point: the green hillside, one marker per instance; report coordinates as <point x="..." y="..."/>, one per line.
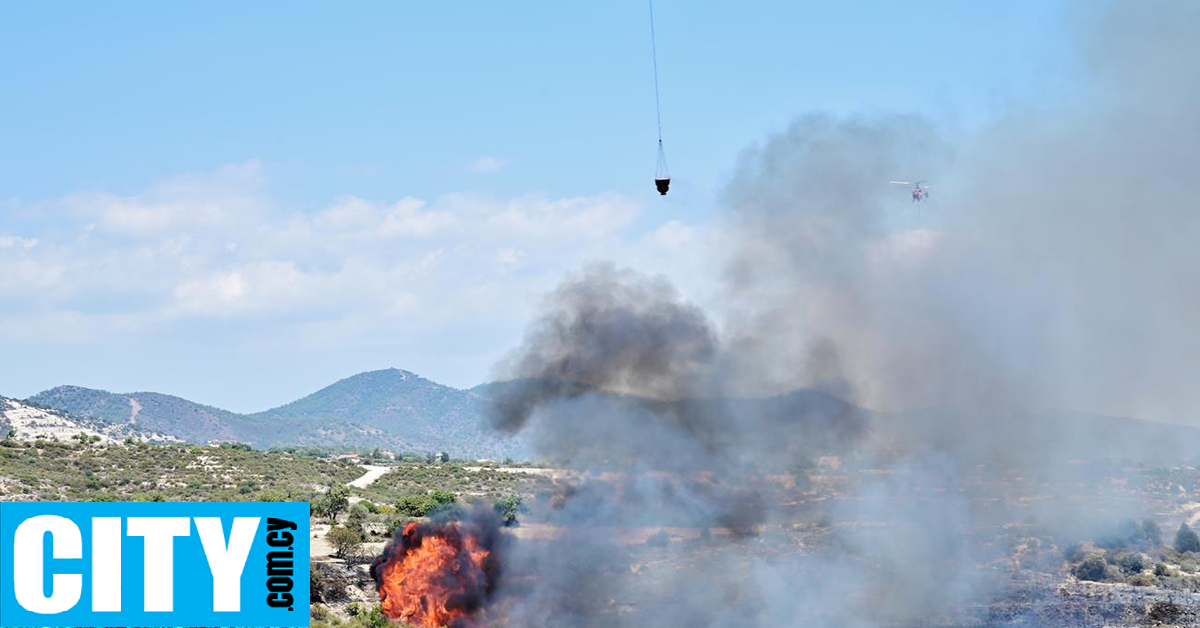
<point x="390" y="408"/>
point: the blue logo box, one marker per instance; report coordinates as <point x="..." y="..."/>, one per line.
<point x="191" y="563"/>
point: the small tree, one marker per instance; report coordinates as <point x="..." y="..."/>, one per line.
<point x="1092" y="568"/>
<point x="1186" y="539"/>
<point x="415" y="504"/>
<point x="347" y="543"/>
<point x="443" y="498"/>
<point x="334" y="502"/>
<point x="508" y="507"/>
<point x="358" y="519"/>
<point x="1152" y="532"/>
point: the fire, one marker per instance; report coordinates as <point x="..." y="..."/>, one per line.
<point x="436" y="574"/>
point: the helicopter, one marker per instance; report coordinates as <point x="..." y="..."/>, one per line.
<point x="919" y="190"/>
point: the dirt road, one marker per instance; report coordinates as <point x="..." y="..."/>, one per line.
<point x="369" y="478"/>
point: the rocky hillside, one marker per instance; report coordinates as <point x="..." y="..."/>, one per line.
<point x="390" y="408"/>
<point x="24" y="422"/>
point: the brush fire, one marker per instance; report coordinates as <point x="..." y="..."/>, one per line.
<point x="438" y="573"/>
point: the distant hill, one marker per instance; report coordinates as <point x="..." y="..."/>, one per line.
<point x="27" y="422"/>
<point x="390" y="408"/>
<point x="400" y="411"/>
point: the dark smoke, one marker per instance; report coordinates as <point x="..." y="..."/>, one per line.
<point x="1055" y="268"/>
<point x="607" y="330"/>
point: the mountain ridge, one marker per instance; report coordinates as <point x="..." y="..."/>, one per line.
<point x="401" y="411"/>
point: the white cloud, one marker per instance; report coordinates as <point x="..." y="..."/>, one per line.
<point x="215" y="246"/>
<point x="485" y="165"/>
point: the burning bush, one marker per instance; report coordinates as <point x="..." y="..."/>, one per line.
<point x="439" y="573"/>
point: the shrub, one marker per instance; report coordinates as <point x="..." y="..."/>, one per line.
<point x="333" y="502"/>
<point x="394" y="524"/>
<point x="1186" y="539"/>
<point x="1152" y="532"/>
<point x="1143" y="580"/>
<point x="1093" y="568"/>
<point x="443" y="497"/>
<point x="1132" y="563"/>
<point x="415" y="506"/>
<point x="347" y="543"/>
<point x="508" y="507"/>
<point x="358" y="519"/>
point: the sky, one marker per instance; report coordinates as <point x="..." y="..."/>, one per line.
<point x="240" y="203"/>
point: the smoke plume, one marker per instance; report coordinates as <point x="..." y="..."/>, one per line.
<point x="1053" y="268"/>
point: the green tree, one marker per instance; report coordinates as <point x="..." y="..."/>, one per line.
<point x="347" y="543"/>
<point x="336" y="500"/>
<point x="509" y="507"/>
<point x="358" y="519"/>
<point x="1092" y="568"/>
<point x="415" y="506"/>
<point x="1152" y="532"/>
<point x="1186" y="539"/>
<point x="443" y="497"/>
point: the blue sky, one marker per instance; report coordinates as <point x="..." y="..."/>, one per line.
<point x="241" y="202"/>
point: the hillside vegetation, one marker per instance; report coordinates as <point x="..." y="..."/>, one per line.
<point x="391" y="408"/>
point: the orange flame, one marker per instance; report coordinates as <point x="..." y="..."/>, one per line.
<point x="435" y="578"/>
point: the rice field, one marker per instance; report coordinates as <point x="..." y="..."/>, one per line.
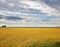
<point x="29" y="37"/>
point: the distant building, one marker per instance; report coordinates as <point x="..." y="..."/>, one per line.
<point x="3" y="26"/>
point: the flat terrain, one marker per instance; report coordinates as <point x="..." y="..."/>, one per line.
<point x="29" y="37"/>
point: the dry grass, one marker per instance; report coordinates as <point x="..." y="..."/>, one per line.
<point x="29" y="37"/>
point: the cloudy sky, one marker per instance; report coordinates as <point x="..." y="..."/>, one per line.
<point x="30" y="13"/>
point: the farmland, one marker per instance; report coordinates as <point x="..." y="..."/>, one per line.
<point x="29" y="37"/>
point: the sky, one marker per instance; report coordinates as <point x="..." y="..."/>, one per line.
<point x="30" y="13"/>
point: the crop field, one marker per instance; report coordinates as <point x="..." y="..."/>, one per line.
<point x="29" y="37"/>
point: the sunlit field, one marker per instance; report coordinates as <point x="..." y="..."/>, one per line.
<point x="29" y="37"/>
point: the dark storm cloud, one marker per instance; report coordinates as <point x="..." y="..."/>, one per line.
<point x="13" y="18"/>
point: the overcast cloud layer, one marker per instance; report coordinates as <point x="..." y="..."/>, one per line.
<point x="30" y="13"/>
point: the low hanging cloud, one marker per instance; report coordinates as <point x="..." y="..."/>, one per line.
<point x="23" y="6"/>
<point x="30" y="12"/>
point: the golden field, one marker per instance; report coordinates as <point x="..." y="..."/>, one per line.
<point x="29" y="37"/>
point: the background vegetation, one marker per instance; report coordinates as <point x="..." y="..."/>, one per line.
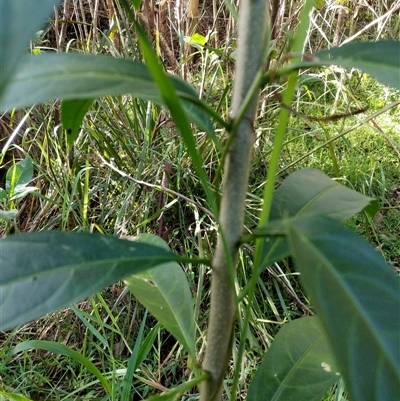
<point x="129" y="149"/>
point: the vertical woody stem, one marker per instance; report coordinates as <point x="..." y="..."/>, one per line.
<point x="252" y="31"/>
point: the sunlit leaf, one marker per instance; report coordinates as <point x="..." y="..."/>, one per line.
<point x="311" y="192"/>
<point x="14" y="42"/>
<point x="19" y="174"/>
<point x="380" y="59"/>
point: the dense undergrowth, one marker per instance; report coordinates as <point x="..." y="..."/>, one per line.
<point x="129" y="173"/>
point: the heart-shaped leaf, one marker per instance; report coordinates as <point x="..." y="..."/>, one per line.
<point x="356" y="295"/>
<point x="310" y="192"/>
<point x="299" y="365"/>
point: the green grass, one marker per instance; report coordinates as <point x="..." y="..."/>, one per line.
<point x="79" y="192"/>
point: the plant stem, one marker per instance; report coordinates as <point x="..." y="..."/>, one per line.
<point x="250" y="56"/>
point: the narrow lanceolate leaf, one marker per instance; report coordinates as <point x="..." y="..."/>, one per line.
<point x="298" y="366"/>
<point x="72" y="114"/>
<point x="165" y="292"/>
<point x="310" y="192"/>
<point x="42" y="272"/>
<point x="356" y="295"/>
<point x="76" y="76"/>
<point x="379" y="59"/>
<point x="62" y="349"/>
<point x="14" y="41"/>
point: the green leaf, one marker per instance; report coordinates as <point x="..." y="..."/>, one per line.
<point x="77" y="76"/>
<point x="19" y="22"/>
<point x="46" y="271"/>
<point x="19" y="175"/>
<point x="8" y="215"/>
<point x="356" y="295"/>
<point x="165" y="292"/>
<point x="379" y="59"/>
<point x="14" y="397"/>
<point x="72" y="114"/>
<point x="298" y="366"/>
<point x="3" y="195"/>
<point x="62" y="349"/>
<point x="310" y="192"/>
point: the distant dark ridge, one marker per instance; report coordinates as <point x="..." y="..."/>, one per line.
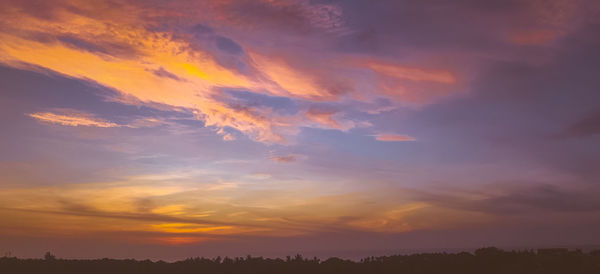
<point x="485" y="260"/>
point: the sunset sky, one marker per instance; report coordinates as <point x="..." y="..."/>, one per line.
<point x="171" y="129"/>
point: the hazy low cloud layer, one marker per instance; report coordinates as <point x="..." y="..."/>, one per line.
<point x="193" y="125"/>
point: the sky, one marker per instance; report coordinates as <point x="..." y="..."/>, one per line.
<point x="172" y="129"/>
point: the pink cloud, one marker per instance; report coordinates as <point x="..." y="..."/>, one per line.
<point x="394" y="138"/>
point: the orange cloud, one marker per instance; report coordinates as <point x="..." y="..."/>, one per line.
<point x="394" y="138"/>
<point x="74" y="120"/>
<point x="156" y="68"/>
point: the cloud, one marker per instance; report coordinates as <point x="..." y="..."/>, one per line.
<point x="73" y="119"/>
<point x="394" y="138"/>
<point x="588" y="125"/>
<point x="284" y="158"/>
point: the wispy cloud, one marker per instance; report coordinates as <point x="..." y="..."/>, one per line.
<point x="73" y="119"/>
<point x="394" y="138"/>
<point x="284" y="158"/>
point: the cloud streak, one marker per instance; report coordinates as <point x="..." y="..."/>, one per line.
<point x="72" y="119"/>
<point x="394" y="138"/>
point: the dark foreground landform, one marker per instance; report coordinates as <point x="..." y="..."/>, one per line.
<point x="485" y="260"/>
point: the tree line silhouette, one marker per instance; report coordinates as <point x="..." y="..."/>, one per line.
<point x="485" y="260"/>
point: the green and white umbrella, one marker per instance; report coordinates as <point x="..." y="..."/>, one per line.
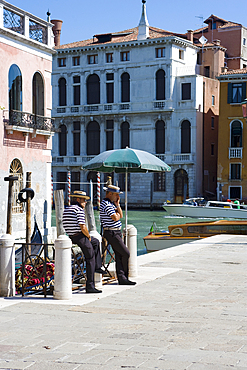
<point x="125" y="161"/>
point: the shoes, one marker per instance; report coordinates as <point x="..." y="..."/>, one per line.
<point x="93" y="290"/>
<point x="126" y="282"/>
<point x="100" y="271"/>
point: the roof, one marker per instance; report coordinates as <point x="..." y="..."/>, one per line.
<point x="117" y="37"/>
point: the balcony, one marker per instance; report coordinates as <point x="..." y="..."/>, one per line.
<point x="235" y="152"/>
<point x="28" y="123"/>
<point x="71" y="160"/>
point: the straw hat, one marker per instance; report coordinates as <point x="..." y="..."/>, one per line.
<point x="113" y="189"/>
<point x="79" y="194"/>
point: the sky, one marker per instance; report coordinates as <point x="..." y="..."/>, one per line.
<point x="83" y="18"/>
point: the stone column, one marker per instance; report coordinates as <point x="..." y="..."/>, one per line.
<point x="62" y="279"/>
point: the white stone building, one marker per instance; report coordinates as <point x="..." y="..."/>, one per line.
<point x="26" y="49"/>
<point x="136" y="88"/>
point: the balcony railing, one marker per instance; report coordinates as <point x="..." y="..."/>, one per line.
<point x="71" y="160"/>
<point x="235" y="152"/>
<point x="29" y="120"/>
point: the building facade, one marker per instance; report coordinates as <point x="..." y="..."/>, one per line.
<point x="140" y="88"/>
<point x="26" y="49"/>
<point x="232" y="156"/>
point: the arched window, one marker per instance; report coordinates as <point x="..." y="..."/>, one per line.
<point x="236" y="134"/>
<point x="17" y="170"/>
<point x="125" y="135"/>
<point x="38" y="94"/>
<point x="160" y="85"/>
<point x="62" y="92"/>
<point x="185" y="137"/>
<point x="93" y="89"/>
<point x="15" y="88"/>
<point x="160" y="137"/>
<point x="63" y="140"/>
<point x="181" y="185"/>
<point x="93" y="138"/>
<point x="125" y="88"/>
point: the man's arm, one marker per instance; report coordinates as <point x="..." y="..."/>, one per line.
<point x="85" y="231"/>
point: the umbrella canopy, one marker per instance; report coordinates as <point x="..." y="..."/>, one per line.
<point x="124" y="161"/>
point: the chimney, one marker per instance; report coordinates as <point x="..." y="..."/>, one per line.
<point x="189" y="35"/>
<point x="57" y="30"/>
<point x="143" y="33"/>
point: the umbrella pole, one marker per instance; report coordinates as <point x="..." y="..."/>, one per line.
<point x="126" y="222"/>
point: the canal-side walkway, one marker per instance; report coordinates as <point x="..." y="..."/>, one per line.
<point x="187" y="311"/>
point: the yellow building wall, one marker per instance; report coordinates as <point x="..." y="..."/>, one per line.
<point x="229" y="113"/>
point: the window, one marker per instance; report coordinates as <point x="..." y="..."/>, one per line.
<point x="62" y="139"/>
<point x="185" y="137"/>
<point x="76" y="137"/>
<point x="186" y="91"/>
<point x="160" y="52"/>
<point x="109" y="87"/>
<point x="125" y="140"/>
<point x="125" y="88"/>
<point x="61" y="62"/>
<point x="109" y="134"/>
<point x="109" y="57"/>
<point x="235" y="171"/>
<point x="212" y="122"/>
<point x="236" y="92"/>
<point x="17" y="170"/>
<point x="92" y="59"/>
<point x="38" y="94"/>
<point x="62" y="92"/>
<point x="93" y="138"/>
<point x="159" y="181"/>
<point x="125" y="56"/>
<point x="235" y="192"/>
<point x="93" y="89"/>
<point x="121" y="181"/>
<point x="76" y="90"/>
<point x="236" y="134"/>
<point x="75" y="180"/>
<point x="15" y="88"/>
<point x="181" y="54"/>
<point x="160" y="85"/>
<point x="76" y="61"/>
<point x="160" y="137"/>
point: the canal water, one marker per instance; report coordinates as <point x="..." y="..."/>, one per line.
<point x="143" y="220"/>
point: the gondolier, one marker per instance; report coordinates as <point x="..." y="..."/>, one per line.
<point x="75" y="226"/>
<point x="110" y="215"/>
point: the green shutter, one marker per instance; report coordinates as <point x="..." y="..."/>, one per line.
<point x="229" y="93"/>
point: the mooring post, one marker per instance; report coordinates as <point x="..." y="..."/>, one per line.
<point x="59" y="207"/>
<point x="93" y="232"/>
<point x="11" y="180"/>
<point x="28" y="211"/>
<point x="62" y="278"/>
<point x="7" y="266"/>
<point x="132" y="247"/>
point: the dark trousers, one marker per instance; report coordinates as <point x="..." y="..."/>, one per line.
<point x="114" y="237"/>
<point x="92" y="255"/>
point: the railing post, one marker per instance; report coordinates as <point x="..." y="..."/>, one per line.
<point x="7" y="266"/>
<point x="62" y="278"/>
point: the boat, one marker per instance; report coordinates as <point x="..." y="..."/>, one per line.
<point x="189" y="232"/>
<point x="198" y="208"/>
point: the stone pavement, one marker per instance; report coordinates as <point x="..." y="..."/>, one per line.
<point x="188" y="311"/>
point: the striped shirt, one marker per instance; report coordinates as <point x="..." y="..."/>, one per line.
<point x="73" y="217"/>
<point x="107" y="209"/>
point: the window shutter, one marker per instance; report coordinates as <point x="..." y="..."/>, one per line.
<point x="229" y="93"/>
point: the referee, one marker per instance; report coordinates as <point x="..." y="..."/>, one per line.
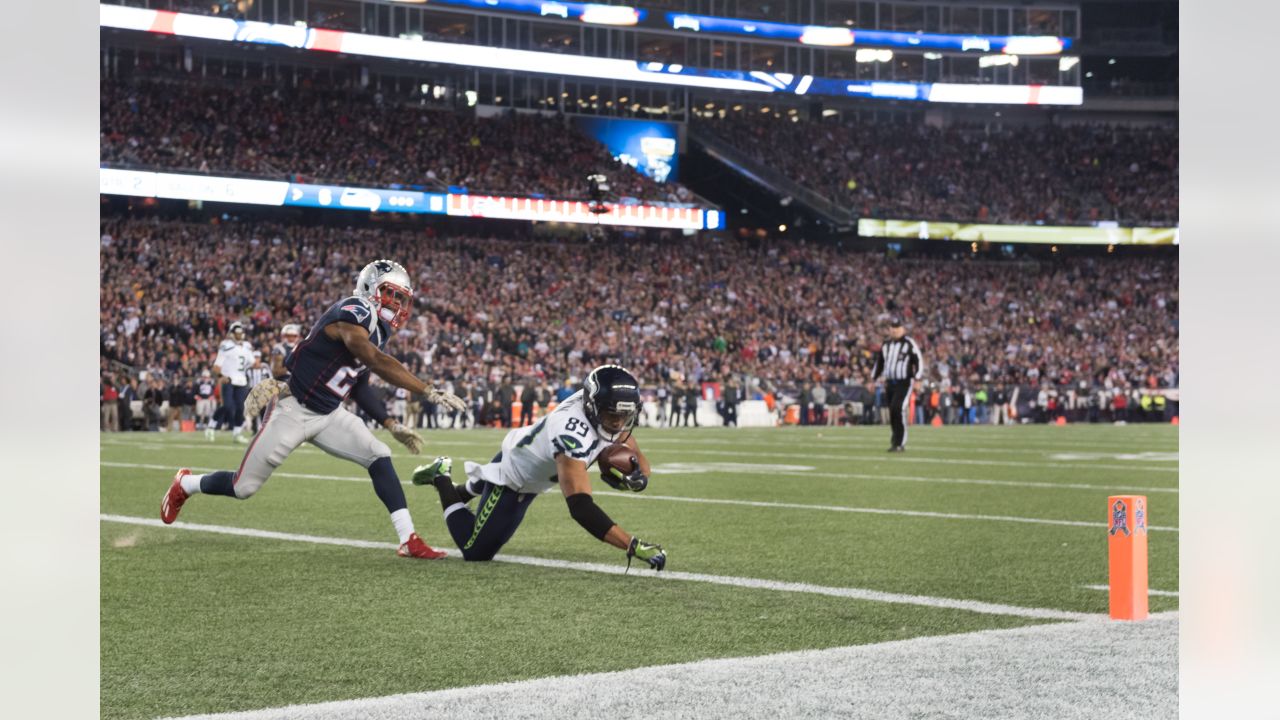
<point x="900" y="364"/>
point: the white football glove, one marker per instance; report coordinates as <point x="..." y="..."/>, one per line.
<point x="407" y="437"/>
<point x="263" y="395"/>
<point x="447" y="399"/>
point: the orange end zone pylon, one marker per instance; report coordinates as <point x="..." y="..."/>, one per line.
<point x="1127" y="548"/>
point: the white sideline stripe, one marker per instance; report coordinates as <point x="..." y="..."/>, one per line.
<point x="1151" y="592"/>
<point x="753" y="583"/>
<point x="960" y="481"/>
<point x="926" y="446"/>
<point x="717" y="501"/>
<point x="1056" y="670"/>
<point x="881" y="459"/>
<point x="876" y="459"/>
<point x="1110" y="488"/>
<point x="869" y="510"/>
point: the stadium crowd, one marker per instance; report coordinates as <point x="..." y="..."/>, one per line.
<point x="1050" y="174"/>
<point x="775" y="318"/>
<point x="321" y="130"/>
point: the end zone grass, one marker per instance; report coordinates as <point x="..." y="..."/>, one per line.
<point x="204" y="623"/>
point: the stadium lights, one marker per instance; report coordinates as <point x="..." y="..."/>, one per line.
<point x="609" y="16"/>
<point x="1038" y="45"/>
<point x="872" y="55"/>
<point x="827" y="36"/>
<point x="227" y="30"/>
<point x="993" y="60"/>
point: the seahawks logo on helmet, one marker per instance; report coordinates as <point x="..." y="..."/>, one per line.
<point x="612" y="390"/>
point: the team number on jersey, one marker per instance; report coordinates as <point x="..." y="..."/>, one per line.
<point x="342" y="381"/>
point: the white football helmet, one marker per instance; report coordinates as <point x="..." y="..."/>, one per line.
<point x="385" y="286"/>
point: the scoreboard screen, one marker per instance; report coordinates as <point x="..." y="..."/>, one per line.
<point x="649" y="146"/>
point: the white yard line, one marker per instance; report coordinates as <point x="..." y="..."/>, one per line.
<point x="1151" y="592"/>
<point x="618" y="569"/>
<point x="1109" y="488"/>
<point x="718" y="501"/>
<point x="922" y="446"/>
<point x="851" y="442"/>
<point x="1064" y="670"/>
<point x="869" y="510"/>
<point x="908" y="458"/>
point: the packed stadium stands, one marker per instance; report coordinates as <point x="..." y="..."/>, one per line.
<point x="1051" y="174"/>
<point x="771" y="314"/>
<point x="321" y="130"/>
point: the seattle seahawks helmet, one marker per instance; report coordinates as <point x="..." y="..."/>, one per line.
<point x="611" y="399"/>
<point x="385" y="286"/>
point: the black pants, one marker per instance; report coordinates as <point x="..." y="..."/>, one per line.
<point x="233" y="401"/>
<point x="899" y="395"/>
<point x="481" y="534"/>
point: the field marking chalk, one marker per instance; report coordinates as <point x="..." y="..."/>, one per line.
<point x="752" y="583"/>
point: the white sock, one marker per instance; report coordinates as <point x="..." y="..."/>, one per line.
<point x="403" y="524"/>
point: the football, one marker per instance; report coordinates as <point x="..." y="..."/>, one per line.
<point x="618" y="458"/>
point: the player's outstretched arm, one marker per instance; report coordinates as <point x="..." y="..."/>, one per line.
<point x="356" y="338"/>
<point x="576" y="486"/>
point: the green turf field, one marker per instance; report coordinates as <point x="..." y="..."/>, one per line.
<point x="205" y="621"/>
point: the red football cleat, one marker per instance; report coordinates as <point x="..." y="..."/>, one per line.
<point x="415" y="547"/>
<point x="173" y="500"/>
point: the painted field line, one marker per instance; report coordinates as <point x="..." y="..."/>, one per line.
<point x="926" y="446"/>
<point x="1110" y="488"/>
<point x="874" y="459"/>
<point x="718" y="501"/>
<point x="965" y="481"/>
<point x="868" y="510"/>
<point x="752" y="583"/>
<point x="908" y="458"/>
<point x="1061" y="670"/>
<point x="1153" y="593"/>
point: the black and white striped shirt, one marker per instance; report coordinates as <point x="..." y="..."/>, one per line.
<point x="257" y="374"/>
<point x="899" y="360"/>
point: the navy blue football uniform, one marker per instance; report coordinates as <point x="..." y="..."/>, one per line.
<point x="321" y="370"/>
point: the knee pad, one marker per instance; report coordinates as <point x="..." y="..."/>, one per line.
<point x="476" y="555"/>
<point x="378" y="449"/>
<point x="246" y="487"/>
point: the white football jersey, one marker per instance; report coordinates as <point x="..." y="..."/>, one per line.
<point x="529" y="454"/>
<point x="234" y="359"/>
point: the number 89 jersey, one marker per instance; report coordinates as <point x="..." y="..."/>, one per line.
<point x="321" y="370"/>
<point x="529" y="454"/>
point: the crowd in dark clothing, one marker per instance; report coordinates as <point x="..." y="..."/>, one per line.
<point x="1050" y="174"/>
<point x="769" y="314"/>
<point x="318" y="130"/>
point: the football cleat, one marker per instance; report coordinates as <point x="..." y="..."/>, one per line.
<point x="173" y="500"/>
<point x="415" y="547"/>
<point x="426" y="474"/>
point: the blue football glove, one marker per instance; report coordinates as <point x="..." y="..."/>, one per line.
<point x="652" y="554"/>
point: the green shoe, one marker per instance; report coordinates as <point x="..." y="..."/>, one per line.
<point x="426" y="474"/>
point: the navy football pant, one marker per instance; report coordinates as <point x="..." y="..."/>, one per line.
<point x="483" y="533"/>
<point x="233" y="402"/>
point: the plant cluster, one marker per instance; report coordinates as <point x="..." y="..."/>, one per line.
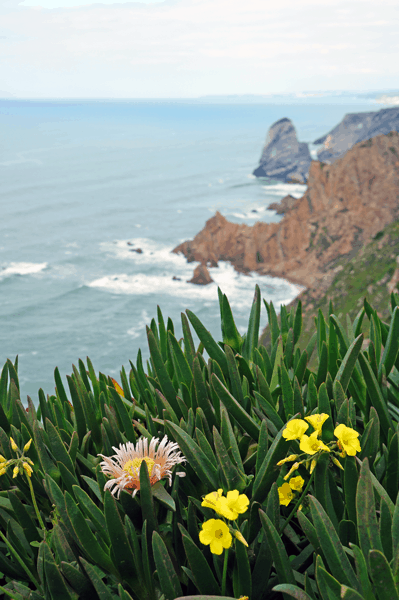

● **Exercise requirements**
Carry over the material from the line with "point: the green shoe, one" through the end of the material, adding 81 to every x and y coordinate in the answers and leaving every other line unchanged. Leave the pictures out.

● **Right answer**
point: the green shoe, one marker per instance; report coordinates as <point x="..." y="..."/>, one per line.
<point x="507" y="555"/>
point: the navy football pant, one marker per instance; report coordinates as <point x="..." y="..."/>, one per line.
<point x="564" y="614"/>
<point x="314" y="483"/>
point: the plant cluster, one marker per instance; report coordinates as <point x="..." y="..."/>, one per line.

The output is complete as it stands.